━━ PROVIDED PASSAGE ━━
Heh. Yes, I said that.

I complained way too much. Nagged poor ol' Tom (oh, all those times I freaked-out when he'd buy $10 worth of salsa, chilis and tortillas). And I got too obsessed about becoming a Coupon Queen and making money online, also. In fact, after Tom's former co-worker did our taxes for us last week, we discovered our return will be three times greater than what we'd assumed! So oh dear, I had to apologize to God--again--for acting like--if He didn't have my help--well, He'd have a hard time providing for us.

Good grief.

Yet most of all? I failed Winter 101 this year because I forgot to have fun. Yes, I really do believe that's what sunk me the most. Oh, how we need fun in our daily lives! Of course, hearing that unnerves super-ultra-religious folks, but let them be unnerved. I believe in fun and that God wants us to have enough of it. That fun should spring out of the joy He gives.

So there you go. I may have failed Winter, but rather than hang my head about it all condemned-wise (slowing down any further growth), I'm aiming to pass Springtime with bright, flying colors and lots of fun thrown in, too. I have whole months' worth of fun to make up for!
━━━
━━ GIVEN DATA ━━
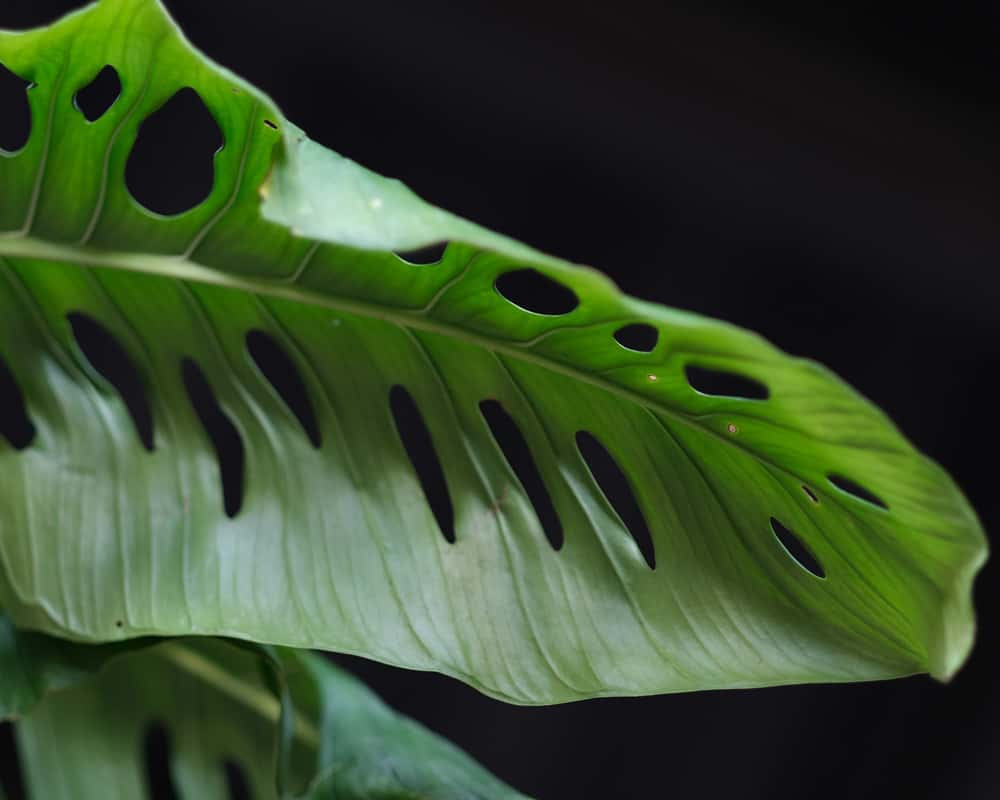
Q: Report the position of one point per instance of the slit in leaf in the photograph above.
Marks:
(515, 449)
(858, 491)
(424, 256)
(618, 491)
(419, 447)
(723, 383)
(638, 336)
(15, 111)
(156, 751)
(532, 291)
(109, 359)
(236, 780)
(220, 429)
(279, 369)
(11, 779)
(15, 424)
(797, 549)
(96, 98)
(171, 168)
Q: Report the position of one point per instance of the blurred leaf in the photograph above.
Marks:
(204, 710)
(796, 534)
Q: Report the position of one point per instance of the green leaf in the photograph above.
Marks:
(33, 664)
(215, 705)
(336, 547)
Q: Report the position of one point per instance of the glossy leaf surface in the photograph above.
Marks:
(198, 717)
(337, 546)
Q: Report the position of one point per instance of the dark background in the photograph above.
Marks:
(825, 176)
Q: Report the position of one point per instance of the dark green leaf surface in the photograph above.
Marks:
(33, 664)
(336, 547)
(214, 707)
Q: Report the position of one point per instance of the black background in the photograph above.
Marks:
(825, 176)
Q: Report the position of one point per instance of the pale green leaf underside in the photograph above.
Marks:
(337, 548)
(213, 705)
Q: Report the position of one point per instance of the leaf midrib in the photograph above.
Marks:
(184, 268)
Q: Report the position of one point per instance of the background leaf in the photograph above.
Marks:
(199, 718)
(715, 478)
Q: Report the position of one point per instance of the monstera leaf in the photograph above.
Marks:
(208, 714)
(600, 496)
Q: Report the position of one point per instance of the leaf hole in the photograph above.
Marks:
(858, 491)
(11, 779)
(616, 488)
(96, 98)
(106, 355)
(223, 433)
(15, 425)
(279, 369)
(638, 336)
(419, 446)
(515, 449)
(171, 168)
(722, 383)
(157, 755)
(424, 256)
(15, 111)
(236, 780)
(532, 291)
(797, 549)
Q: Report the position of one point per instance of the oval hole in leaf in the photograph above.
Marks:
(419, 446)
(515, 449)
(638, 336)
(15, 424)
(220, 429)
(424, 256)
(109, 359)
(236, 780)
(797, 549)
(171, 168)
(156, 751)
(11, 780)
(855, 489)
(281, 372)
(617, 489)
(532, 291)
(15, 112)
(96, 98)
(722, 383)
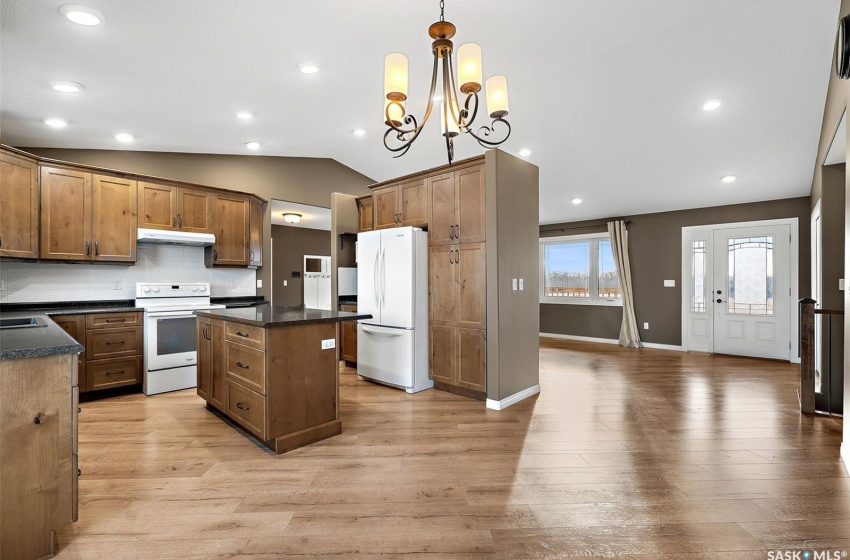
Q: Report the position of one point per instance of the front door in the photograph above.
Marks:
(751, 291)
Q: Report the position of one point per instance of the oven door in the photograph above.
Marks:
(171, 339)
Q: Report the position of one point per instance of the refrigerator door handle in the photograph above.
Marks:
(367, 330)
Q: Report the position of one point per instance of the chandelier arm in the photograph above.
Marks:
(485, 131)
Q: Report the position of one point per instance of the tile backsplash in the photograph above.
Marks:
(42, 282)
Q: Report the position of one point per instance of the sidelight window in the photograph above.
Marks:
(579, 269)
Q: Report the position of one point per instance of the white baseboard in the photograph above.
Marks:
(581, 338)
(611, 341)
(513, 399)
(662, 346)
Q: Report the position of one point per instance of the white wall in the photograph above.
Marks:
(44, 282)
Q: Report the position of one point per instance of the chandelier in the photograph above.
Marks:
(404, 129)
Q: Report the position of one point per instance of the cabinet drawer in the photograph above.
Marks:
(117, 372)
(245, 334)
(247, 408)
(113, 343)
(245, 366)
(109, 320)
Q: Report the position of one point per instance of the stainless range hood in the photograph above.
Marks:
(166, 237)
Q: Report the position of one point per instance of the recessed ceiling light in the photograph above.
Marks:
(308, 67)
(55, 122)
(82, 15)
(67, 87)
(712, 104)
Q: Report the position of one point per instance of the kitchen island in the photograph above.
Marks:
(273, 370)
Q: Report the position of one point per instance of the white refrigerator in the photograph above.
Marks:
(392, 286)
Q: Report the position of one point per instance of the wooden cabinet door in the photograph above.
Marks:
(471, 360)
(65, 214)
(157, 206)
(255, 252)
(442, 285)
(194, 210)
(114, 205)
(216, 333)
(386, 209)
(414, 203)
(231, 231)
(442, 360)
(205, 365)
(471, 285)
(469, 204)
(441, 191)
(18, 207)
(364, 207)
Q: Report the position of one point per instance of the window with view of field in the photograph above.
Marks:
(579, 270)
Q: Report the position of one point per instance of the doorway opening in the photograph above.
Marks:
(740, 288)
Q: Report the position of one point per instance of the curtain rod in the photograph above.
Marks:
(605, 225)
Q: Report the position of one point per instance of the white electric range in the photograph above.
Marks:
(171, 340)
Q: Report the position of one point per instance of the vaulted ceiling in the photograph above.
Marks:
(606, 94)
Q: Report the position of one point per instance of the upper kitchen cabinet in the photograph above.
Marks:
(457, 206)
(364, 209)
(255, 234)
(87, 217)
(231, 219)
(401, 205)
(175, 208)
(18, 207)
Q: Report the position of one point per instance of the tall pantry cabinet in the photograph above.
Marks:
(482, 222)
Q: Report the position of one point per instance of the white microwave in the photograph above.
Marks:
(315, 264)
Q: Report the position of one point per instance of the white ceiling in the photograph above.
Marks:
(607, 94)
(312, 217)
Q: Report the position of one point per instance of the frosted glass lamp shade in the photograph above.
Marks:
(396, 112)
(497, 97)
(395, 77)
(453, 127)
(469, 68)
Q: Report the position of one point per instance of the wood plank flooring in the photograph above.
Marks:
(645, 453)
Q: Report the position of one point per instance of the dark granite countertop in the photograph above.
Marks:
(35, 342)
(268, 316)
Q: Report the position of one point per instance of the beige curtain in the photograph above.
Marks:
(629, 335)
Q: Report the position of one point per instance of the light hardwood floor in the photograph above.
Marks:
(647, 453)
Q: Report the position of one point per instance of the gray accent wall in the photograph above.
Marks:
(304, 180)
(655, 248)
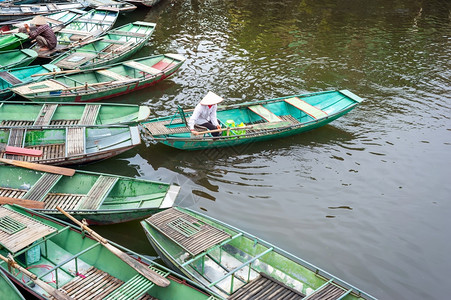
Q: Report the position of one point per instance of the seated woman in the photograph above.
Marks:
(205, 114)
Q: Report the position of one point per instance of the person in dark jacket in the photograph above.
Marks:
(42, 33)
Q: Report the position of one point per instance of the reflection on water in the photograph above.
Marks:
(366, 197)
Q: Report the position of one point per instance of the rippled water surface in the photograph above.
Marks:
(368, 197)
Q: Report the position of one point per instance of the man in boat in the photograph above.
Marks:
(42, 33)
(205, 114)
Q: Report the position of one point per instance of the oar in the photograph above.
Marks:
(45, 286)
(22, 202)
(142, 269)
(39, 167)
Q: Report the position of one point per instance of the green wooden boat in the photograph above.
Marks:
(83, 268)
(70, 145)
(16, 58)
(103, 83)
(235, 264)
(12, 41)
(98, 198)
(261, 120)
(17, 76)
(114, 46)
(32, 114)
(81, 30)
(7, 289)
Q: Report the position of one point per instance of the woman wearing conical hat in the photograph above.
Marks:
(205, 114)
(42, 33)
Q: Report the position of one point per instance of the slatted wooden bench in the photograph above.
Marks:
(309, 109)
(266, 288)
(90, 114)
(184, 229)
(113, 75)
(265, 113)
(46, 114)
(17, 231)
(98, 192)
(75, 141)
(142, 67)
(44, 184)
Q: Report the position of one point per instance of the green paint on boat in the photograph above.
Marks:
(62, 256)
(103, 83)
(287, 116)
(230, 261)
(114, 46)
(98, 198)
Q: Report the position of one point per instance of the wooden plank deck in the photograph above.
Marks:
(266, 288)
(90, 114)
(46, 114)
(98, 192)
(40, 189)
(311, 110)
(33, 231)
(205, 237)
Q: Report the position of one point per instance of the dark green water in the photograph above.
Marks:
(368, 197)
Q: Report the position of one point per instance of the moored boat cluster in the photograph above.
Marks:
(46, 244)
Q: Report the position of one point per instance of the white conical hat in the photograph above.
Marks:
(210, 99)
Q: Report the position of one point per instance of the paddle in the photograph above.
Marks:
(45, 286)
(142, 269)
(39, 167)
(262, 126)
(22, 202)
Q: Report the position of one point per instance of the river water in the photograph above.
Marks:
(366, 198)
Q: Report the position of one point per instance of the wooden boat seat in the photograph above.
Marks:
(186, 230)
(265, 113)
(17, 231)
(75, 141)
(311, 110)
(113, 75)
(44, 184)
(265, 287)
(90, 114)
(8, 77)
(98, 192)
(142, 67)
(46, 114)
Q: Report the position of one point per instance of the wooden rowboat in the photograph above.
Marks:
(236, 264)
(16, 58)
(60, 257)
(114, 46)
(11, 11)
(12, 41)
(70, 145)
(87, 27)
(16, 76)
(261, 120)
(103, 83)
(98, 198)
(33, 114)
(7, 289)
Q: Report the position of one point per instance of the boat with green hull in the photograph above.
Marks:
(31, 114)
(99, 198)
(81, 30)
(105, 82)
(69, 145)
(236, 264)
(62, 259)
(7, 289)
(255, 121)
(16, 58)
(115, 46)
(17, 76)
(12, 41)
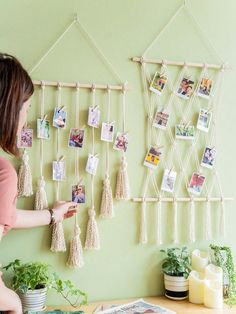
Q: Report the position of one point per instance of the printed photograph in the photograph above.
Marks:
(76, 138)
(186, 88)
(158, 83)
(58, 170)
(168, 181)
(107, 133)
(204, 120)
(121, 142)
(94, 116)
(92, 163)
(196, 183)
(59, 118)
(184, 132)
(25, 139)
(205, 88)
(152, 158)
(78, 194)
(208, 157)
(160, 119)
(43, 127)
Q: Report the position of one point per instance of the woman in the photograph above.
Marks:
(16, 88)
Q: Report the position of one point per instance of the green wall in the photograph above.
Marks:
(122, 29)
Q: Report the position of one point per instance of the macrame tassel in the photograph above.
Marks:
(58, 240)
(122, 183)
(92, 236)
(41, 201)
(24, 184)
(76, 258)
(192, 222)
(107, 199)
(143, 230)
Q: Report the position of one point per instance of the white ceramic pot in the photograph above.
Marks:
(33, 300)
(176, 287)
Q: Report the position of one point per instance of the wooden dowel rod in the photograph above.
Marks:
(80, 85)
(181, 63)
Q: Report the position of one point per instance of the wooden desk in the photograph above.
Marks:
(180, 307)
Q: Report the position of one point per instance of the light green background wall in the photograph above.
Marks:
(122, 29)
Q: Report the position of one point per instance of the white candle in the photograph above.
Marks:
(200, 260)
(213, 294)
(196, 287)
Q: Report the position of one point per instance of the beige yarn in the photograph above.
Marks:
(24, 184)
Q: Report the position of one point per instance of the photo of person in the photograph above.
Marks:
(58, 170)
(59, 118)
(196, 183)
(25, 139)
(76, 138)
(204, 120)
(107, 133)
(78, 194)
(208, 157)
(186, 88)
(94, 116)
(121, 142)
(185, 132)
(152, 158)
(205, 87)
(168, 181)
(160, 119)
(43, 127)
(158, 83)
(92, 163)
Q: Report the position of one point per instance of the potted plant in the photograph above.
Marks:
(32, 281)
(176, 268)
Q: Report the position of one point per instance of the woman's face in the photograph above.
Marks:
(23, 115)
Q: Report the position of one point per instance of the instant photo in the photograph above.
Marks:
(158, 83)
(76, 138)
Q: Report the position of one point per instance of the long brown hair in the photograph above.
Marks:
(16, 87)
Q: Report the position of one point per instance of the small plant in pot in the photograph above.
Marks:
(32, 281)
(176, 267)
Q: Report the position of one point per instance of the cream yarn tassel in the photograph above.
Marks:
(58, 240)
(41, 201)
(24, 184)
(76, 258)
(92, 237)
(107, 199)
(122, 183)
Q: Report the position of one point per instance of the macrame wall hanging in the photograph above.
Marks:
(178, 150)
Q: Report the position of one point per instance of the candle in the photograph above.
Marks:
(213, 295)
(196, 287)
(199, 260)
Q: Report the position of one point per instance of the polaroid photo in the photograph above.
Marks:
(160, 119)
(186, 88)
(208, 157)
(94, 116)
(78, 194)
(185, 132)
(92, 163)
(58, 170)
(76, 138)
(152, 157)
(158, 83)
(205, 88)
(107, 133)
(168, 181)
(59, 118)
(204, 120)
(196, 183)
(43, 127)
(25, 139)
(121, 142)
━━━
## WORK TO DO
[A] In the passage about failing Winter, what did the writer learn after Tom's former co-worker did their taxes?
[B] Write the next part of the passage about failing Winter, picking up after its final sentence.

## ANSWERS PROVIDED
[A] Their return will be three times greater than they had assumed.

[B]
Sunday, March 27, 2011

Yearning For An Egg Separator

Yesterday I began feeling so much better! Reminded me of one of those "suddenly verses" from the Bible, though tweaked. Like, "And suddenly there was with Debra, a host of happy thoughts and sunny skies inside her head." Suddenly things felt different than they felt the day before. (Let that bring you hope, ok?) 

So here's another lighter side post, one I originally shared years ago here.


Okay, so while I was in high school, my mom had one of those Tupperware egg separators like the one in the photo above. By the time I was married at the ripe old age of 19, that's all I knew. I mean, how else did one separate eggs other than to use the Tupperware thing?

Fast-forward two years and there I was at a Tupperware party at our pastor's house, surrounded by ten, or so, giggling women, dressed in their red-and-yellow-plaid best. Immediately we played one of those famous Tupperware games--if you did something correctly, you could take a little Tupperware prize from the coffee table. But then if someone else did whatever-it-was correctly, they could snatch away your little Tupperware prize from your hand. 

This went on and on for some time.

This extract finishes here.